**Problem**
Set out exactly every line of the entries below, starting at the line that holds "find the red fabric drape at wall" and stopping after the line that holds "find the slender support column".

***

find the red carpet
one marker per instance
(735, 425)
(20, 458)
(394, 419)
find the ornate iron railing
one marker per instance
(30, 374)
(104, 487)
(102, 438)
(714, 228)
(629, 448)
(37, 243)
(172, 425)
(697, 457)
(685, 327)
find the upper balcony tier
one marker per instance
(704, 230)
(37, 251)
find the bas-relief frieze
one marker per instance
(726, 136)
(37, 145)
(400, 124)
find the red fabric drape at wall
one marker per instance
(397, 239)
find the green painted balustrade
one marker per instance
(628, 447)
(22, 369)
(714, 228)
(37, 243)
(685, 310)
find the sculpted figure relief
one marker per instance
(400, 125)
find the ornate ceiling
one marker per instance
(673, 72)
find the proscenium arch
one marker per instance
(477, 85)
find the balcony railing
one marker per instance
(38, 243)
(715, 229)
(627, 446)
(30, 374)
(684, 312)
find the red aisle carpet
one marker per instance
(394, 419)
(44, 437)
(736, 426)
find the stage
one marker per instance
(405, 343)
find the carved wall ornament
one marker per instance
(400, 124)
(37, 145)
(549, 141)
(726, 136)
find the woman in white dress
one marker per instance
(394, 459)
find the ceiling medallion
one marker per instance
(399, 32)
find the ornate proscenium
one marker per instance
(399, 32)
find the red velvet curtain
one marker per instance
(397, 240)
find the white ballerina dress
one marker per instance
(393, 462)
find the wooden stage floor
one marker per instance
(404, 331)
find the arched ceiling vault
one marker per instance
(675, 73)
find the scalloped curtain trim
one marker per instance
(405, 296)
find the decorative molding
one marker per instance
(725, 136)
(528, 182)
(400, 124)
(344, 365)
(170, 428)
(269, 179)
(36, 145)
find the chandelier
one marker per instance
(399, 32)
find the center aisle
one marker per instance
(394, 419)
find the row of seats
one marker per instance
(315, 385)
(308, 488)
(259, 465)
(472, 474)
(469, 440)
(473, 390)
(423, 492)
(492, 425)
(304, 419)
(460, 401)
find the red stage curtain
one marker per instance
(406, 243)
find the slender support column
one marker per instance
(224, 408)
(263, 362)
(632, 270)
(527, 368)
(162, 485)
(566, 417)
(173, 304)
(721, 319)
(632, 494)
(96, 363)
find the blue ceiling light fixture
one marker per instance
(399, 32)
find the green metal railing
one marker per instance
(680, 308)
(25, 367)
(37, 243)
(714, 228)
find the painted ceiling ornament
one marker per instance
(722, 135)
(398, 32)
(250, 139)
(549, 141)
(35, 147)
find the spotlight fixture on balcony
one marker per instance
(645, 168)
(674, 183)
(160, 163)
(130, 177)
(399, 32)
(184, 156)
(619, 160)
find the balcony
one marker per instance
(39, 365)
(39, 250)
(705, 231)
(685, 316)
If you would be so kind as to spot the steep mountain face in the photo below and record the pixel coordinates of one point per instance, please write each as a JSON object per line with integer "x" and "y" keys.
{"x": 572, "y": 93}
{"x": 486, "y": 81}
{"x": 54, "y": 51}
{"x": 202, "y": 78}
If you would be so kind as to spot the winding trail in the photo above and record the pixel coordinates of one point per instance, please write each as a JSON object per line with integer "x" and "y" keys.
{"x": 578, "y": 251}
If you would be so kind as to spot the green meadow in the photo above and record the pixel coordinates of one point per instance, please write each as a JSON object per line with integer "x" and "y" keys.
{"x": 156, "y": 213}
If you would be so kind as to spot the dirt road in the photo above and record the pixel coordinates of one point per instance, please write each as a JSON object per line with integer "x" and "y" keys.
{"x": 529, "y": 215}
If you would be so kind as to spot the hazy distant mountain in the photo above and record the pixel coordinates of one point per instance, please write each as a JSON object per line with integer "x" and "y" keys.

***

**Response to this task**
find the red fabric drape at wall
one marker per instance
(397, 239)
find the green painted balustrade
one marker per instance
(628, 447)
(22, 369)
(714, 228)
(37, 243)
(685, 310)
find the sculpted figure relief
one marker per instance
(400, 125)
find the ornate ceiling
one marker per instance
(673, 72)
find the proscenium arch
one marker per instance
(477, 85)
find the balcony railing
one marker per instance
(38, 243)
(715, 229)
(627, 446)
(30, 374)
(684, 312)
find the red aisle carpet
one marker per instance
(394, 419)
(44, 437)
(736, 426)
find the stage
one marker per instance
(405, 343)
find the carved wall ornament
one marker per instance
(400, 124)
(37, 145)
(549, 141)
(726, 136)
find the woman in white dress
one marker per instance
(394, 459)
find the ceiling medallion
one marker per instance
(399, 32)
find the ornate proscenium
one marker per instance
(399, 32)
find the red velvet curtain
one marker per instance
(397, 240)
find the white ballerina dress
one marker per instance
(393, 462)
find the wooden stage floor
one marker per instance
(404, 331)
find the arched ceiling vault
one marker per instance
(675, 73)
find the scalloped curtain trim
one marker per instance
(405, 296)
find the decorative molding
one marker per instance
(725, 136)
(528, 182)
(400, 124)
(344, 365)
(170, 428)
(269, 179)
(36, 145)
find the chandelier
one marker per instance
(399, 32)
find the center aisle
one marker per instance
(394, 419)
find the row of seats
one marker per instance
(315, 385)
(308, 488)
(259, 465)
(472, 474)
(469, 440)
(473, 390)
(423, 492)
(492, 425)
(304, 419)
(460, 401)
find the red stage curtain
one marker per instance
(406, 243)
find the slender support column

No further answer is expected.